(Object point labels)
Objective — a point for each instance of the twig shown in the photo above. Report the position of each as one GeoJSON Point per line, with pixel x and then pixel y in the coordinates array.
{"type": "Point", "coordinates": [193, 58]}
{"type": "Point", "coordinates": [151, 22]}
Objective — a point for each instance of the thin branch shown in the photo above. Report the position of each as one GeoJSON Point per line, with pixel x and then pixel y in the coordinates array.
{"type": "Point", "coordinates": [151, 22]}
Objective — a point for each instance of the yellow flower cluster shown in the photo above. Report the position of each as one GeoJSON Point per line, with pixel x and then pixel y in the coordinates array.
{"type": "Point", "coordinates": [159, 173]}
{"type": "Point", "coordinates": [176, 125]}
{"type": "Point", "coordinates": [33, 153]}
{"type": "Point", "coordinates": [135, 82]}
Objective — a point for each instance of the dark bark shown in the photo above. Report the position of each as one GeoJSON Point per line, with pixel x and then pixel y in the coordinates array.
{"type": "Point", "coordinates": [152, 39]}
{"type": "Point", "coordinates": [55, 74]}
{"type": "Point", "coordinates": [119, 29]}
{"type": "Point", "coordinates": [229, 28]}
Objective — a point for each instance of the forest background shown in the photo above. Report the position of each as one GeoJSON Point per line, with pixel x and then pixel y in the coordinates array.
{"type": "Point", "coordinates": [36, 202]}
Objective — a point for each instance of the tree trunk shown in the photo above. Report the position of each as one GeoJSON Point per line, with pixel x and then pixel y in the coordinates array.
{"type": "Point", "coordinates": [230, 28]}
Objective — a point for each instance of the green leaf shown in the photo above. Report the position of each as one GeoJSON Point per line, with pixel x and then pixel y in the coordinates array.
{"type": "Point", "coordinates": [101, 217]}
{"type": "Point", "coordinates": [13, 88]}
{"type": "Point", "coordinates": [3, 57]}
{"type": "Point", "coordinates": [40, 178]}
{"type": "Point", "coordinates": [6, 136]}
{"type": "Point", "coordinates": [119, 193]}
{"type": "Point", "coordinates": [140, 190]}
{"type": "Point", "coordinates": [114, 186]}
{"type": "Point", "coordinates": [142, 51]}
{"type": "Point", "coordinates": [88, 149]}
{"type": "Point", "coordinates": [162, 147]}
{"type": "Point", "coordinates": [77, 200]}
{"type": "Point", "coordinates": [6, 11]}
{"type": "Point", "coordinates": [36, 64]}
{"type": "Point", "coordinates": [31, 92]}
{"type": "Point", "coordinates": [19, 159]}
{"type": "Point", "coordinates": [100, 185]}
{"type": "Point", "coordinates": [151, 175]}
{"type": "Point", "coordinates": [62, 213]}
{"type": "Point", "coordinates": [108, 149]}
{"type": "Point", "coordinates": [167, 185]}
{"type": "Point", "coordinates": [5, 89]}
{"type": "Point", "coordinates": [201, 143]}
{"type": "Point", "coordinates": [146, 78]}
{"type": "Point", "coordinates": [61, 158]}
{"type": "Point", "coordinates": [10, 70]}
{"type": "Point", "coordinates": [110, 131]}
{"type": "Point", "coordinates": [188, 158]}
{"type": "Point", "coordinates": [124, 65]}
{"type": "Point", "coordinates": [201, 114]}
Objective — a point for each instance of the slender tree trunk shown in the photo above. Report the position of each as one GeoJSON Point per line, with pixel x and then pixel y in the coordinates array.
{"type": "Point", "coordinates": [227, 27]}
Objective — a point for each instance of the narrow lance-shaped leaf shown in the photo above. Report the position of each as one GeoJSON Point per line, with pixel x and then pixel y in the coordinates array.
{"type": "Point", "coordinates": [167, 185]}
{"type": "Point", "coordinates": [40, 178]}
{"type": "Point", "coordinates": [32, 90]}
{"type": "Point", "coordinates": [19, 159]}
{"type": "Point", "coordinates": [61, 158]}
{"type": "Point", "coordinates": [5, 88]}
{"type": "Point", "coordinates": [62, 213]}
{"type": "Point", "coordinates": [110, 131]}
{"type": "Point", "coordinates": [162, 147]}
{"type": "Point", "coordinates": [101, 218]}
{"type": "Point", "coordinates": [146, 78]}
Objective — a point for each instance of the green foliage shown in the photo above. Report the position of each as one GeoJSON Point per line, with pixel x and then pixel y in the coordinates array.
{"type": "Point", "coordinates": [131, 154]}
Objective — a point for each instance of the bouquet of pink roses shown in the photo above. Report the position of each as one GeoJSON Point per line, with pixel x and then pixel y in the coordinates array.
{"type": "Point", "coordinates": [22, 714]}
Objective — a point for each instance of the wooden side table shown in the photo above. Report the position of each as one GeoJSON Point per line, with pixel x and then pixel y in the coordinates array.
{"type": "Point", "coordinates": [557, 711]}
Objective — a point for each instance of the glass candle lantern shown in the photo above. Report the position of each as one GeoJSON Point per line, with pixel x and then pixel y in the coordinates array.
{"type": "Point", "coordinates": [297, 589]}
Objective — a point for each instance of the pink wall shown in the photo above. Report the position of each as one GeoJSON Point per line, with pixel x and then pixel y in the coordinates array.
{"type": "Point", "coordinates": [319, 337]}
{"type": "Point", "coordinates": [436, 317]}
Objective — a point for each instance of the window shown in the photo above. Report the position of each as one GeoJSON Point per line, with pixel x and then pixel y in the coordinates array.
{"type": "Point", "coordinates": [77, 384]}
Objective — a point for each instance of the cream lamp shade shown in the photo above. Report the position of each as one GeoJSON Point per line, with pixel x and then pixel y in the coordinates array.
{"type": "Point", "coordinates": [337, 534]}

---

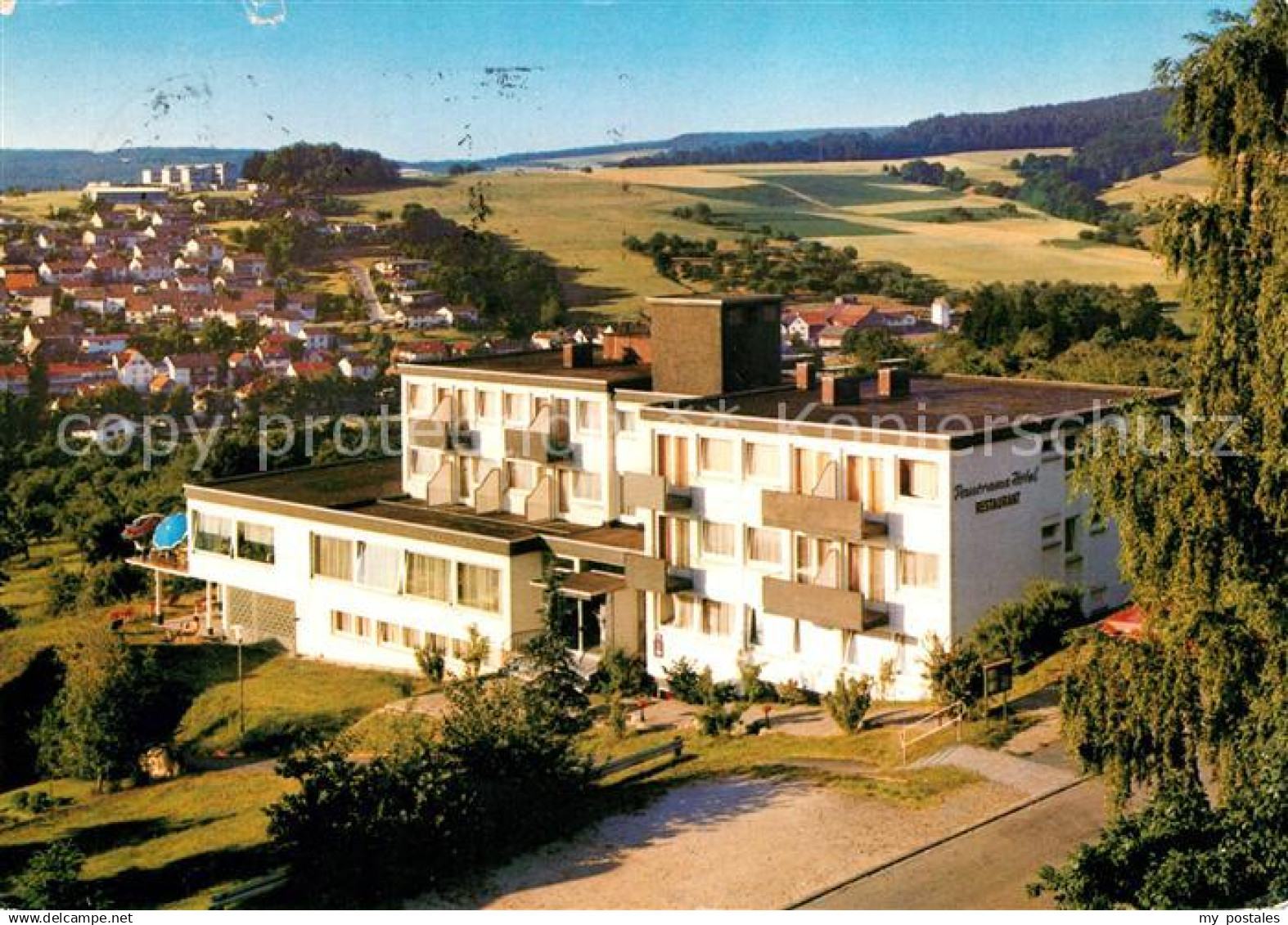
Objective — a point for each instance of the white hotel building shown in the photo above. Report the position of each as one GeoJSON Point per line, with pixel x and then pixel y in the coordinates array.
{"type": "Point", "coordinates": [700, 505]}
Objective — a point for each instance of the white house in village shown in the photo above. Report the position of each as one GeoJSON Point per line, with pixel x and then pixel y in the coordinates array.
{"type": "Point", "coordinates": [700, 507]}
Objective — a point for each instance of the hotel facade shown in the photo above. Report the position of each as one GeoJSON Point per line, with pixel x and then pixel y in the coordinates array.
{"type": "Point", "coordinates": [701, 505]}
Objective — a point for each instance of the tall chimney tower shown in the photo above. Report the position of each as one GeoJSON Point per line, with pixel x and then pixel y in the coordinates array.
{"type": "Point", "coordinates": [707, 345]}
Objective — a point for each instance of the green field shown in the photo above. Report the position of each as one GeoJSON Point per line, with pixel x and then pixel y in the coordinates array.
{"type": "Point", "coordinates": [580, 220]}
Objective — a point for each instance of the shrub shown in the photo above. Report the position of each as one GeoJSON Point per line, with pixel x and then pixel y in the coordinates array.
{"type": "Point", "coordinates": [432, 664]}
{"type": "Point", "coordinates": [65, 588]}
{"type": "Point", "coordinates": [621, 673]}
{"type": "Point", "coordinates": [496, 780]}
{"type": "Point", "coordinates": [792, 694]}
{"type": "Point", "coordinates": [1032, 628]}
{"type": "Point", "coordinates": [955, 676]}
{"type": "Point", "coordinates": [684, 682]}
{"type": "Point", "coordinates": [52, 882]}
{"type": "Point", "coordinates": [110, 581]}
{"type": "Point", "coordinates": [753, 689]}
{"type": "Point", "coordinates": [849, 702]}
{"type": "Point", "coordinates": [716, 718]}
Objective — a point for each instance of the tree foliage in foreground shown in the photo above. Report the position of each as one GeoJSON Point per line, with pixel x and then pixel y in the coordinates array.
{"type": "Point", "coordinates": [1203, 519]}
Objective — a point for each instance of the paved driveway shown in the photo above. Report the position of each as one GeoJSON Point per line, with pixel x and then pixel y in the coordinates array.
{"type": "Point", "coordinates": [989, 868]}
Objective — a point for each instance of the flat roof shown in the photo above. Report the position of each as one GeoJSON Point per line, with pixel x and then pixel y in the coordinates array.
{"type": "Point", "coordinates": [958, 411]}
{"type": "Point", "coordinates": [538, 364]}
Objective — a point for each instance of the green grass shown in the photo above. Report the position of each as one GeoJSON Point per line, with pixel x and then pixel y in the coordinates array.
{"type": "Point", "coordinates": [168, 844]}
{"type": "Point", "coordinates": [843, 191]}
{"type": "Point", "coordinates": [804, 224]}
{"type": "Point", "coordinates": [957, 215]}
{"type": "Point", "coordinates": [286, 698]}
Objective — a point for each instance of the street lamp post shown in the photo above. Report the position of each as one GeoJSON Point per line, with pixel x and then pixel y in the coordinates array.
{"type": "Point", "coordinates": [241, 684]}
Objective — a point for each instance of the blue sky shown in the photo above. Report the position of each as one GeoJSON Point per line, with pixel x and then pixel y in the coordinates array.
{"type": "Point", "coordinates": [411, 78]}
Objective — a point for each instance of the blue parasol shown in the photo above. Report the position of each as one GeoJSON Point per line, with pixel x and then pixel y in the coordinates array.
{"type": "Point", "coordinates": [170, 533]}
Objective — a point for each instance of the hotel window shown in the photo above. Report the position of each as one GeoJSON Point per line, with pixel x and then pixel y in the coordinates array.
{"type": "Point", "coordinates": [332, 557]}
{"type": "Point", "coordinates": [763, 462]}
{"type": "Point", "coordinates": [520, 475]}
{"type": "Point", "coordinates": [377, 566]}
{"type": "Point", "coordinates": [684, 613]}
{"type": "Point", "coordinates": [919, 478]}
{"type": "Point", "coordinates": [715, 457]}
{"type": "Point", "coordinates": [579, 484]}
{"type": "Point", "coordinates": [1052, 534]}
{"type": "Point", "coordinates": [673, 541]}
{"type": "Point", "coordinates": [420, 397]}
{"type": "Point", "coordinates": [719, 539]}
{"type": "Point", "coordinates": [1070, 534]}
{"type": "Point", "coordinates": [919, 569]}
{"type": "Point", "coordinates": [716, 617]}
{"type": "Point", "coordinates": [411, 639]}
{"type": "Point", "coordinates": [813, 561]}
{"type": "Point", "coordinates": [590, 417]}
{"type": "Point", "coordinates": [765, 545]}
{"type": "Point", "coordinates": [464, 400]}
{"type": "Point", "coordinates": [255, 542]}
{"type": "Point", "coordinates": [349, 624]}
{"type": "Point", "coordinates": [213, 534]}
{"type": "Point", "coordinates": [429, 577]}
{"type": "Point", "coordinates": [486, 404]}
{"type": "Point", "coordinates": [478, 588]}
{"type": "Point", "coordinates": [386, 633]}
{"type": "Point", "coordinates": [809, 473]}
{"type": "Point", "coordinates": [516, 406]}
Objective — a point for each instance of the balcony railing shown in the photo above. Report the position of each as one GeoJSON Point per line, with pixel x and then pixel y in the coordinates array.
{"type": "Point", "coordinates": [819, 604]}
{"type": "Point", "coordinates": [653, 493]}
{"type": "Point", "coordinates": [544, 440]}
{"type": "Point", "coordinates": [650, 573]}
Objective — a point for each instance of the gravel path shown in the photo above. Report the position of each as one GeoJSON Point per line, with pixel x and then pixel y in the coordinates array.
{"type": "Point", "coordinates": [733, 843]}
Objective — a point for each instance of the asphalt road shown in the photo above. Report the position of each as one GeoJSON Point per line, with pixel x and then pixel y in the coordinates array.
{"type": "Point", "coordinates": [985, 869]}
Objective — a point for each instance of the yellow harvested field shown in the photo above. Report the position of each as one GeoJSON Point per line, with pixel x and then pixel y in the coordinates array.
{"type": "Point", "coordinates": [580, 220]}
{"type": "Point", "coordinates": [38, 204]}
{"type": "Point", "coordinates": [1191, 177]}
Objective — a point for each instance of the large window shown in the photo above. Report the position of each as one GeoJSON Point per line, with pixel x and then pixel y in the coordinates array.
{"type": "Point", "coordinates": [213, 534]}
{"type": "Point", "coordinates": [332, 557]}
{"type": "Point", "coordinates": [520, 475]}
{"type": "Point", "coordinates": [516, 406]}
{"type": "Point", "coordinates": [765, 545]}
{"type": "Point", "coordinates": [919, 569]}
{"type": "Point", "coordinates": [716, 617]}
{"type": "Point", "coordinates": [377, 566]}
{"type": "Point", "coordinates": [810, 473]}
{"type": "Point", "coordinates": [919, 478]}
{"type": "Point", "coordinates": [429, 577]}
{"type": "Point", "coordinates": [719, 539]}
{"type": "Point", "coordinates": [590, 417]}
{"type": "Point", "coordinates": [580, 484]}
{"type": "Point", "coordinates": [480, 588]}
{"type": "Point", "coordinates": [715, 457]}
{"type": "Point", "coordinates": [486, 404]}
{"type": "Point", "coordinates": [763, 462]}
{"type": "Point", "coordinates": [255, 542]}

Requirements :: Identify every line in the records that contains the word "white" and copy each of those lines in full. Case counts.

Expected output ::
Objective — a point for each instance of the white hotel building shown in the photo above. Report the position of each as one GeoJSON Point per line, with pixel x and then pixel y in the coordinates array.
Objective — a point for each instance of the white house in village shown in the photo above. Report the position of each as one GeoJSON Point per line, with pixel x and then pixel y in the coordinates array.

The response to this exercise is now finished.